# Provided data

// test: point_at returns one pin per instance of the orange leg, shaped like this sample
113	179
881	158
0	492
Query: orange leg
---
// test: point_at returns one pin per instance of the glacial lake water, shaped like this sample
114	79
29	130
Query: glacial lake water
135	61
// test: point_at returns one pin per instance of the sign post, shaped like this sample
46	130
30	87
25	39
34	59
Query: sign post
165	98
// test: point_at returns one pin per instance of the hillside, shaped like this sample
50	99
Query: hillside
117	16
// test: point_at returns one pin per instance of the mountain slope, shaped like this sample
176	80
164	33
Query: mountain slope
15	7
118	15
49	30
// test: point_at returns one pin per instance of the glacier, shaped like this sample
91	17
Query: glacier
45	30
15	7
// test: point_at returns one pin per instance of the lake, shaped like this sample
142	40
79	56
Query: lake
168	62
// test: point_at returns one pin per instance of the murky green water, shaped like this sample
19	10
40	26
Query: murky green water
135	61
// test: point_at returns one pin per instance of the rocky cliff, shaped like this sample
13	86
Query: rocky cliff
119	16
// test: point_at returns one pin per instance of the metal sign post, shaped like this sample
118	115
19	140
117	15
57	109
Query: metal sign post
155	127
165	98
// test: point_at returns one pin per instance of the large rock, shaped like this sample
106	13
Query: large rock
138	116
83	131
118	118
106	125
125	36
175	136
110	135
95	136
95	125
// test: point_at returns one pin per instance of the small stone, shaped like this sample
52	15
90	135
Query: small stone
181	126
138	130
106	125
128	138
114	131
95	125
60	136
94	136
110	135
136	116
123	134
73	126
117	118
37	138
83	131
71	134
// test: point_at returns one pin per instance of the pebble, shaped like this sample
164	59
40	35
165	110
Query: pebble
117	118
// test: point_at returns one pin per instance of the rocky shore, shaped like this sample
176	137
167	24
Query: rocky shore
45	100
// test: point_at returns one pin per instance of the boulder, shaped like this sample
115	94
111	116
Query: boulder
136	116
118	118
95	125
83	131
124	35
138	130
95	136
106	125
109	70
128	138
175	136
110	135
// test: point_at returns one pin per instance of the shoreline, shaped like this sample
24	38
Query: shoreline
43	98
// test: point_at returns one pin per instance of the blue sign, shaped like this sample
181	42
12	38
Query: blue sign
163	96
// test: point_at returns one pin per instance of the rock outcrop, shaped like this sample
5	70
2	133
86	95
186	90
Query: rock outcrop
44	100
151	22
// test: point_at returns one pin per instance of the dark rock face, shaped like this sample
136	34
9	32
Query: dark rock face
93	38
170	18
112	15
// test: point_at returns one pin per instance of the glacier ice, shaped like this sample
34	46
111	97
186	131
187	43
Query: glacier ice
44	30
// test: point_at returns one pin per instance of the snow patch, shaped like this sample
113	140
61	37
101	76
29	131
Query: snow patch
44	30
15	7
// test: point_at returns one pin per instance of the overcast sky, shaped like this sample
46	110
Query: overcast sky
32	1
==
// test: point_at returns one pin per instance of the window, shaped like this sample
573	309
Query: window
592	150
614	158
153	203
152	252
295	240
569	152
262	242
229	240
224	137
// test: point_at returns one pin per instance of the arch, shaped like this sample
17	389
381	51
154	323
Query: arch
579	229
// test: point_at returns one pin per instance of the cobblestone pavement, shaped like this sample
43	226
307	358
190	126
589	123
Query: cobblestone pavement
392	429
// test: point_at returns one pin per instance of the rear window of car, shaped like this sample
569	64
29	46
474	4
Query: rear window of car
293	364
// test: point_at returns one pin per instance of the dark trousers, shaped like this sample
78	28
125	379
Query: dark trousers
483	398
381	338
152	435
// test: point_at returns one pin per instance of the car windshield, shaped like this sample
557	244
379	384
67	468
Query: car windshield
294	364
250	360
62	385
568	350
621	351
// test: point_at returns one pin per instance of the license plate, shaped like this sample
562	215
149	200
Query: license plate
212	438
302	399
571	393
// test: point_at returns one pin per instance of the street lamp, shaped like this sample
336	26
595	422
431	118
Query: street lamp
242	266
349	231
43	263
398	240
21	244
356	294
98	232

# What the task asks
Give only the number of lines in the material above that hold the word "orange".

# Result
2